Cache-based attacks. Cache-based timing attacks are one of the most well-known side-channel attacks. In such attacks, the adversary relies on analyzing data access timing information that differs depending on whether the data is located in the cache or not. For example, a common attack called Prime+Probe identifies the cache set trace of the victim process. In this attack, the adversary first fills the cache set with its own data (the “prime” step). Next, the victim executes for some time, potentially touching the cache set. Next, the adversary can measure the access time to the previously loaded data (the “probe” step). If the access time for a particular data is long, then that means the corresponding cache set has been used. Past work has demonstrated Prime+Probe attacks on AES encryption that can steal the secret key. Similarly, SGX is also vulnerable to cache timing attacks like Prime+Probe since enclave programs still use caches the same way as non-enclave programs. Even though memory is encrypted and isolated, content in the cache is not encrypted and shared in the last level cache. Prior works make use of the Prime+Probe technique to attack AES implementations [2], and also show that a malicious enclave can extract RSA keys from co-located enclaves [3].

Speculative execution attacks. Speculative execution attacks are another set of side-channel attacks that have been widely publicized since they were introduced in 2018. The most famous were the Spectre attacks [3]. The general idea of the attack is to leak information from a particular common hardware optimization technique called speculative execution, which attempts to do some work predictively before it is known whether this work is necessary or not. The prediction is based on some “guess.” If the guess is correct, then the performance of the code can be greatly improved. If not, some extra work is wasted, but the changes can be reverted so that correctness is not affected. One particular speculative execution is in branch prediction, which happens when there is a branch that occurs in the code. The processor attempts to guess the likely outcome of branch instructions, and better predictions can increase the number of correct speculatively executed operations. However, such an optimization opens up an attack vector by falsely executing on sensitive data. Even if eventually the correct code is executed, the temporary incorrect execution can still leak information. For example, a security bounds check that is mispredicted and speculatively executed, combined with a cache side-channel attack like Prime+Probe, can leak secret information that otherwise should not have been leaked since the bounds check should have prevented this execution. Prior works have shown that SGX is also prone to Spectre-like attacks [4].

This section summarized some important attacks, but please take a look at this general survey on recent attacks on SGX for details.

§ **DATA PROVIDED**
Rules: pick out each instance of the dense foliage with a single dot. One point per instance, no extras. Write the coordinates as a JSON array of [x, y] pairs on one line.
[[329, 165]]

§ **SET TASKS**
a) Condense the paragraph of the side-channel attacks excerpt that begins "Cache-based attacks." into a short bulleted list that keeps its main facts.
b) Write the next part of the side-channel attacks excerpt, starting after its final sentence.
The listing plays no part in this work.

§ **RESPONSES TO THE EXERCISE**
a)
- Cache-based timing attacks are among the best-known side-channel attacks. The adversary analyzes data access timing, which differs depending on whether the data is in the cache.
- Prime+Probe identifies the cache set trace of a victim process:
  - Prime: the adversary fills a cache set with its own data.
  - The victim runs for some time and may touch that set.
  - Probe: the adversary measures the access time to its previously loaded data. A long access time means the corresponding cache set was used.
- Past work has used Prime+Probe on AES encryption to steal the secret key.
- SGX is also vulnerable because enclave programs use caches the same way as non-enclave programs. Memory is encrypted and isolated, but cache content is not encrypted and is shared in the last level cache.
- Prior work has used Prime+Probe against AES implementations and has shown that a malicious enclave can extract RSA keys from co-located enclaves.

b)
Mitigations

While there are many side-channel attacks, there are also mitigations and defenses against these attacks. The mitigations can be summarized in three ways:

  • Microcode is a set of complex instructions that implements various CPU functionalities and directly controls how the CPU behaves. Microcode can also be updated by the CPU manufacturer. Some SGX attacks [4] were directly patched by Intel via microcode updates.
  • Another general type are generic software solutions that are designed to address specific side-channels. For example, T-SGX [5] utilizes Intel’s Transactional Synchronization Extensions to ensure that page faults only occur on a specific page, and therefore addresses the controlled channel attack. These generic software mitigations can sometimes be added by the compiler: the authors of T-SGX were able to modify LLVM to automatically transform an enclave program into one that uses the T-SGX mechanism.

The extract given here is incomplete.